- **Exercise task**: Pull out every line of the records below that contains the string "sweater", matching case exactly.

- **Task material**:
-- BEGIN --

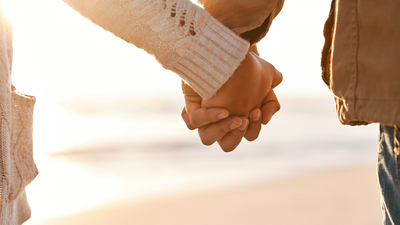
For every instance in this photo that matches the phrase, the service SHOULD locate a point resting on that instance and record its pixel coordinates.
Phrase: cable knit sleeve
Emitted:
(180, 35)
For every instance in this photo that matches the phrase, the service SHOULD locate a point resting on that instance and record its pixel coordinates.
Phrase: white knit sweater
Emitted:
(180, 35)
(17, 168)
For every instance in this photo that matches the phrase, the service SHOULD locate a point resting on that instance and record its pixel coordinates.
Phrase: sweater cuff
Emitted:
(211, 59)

-- END --
-- BEGIN --

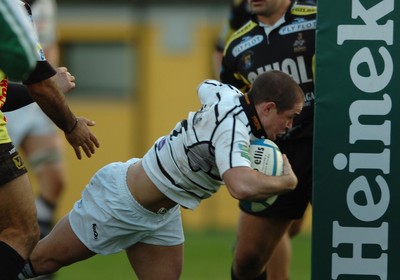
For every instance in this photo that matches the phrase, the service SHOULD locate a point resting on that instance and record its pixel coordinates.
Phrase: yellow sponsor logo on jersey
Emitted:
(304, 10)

-- END --

- **Task response**:
Phrase: white knit sweater
Phrase: sweater cuff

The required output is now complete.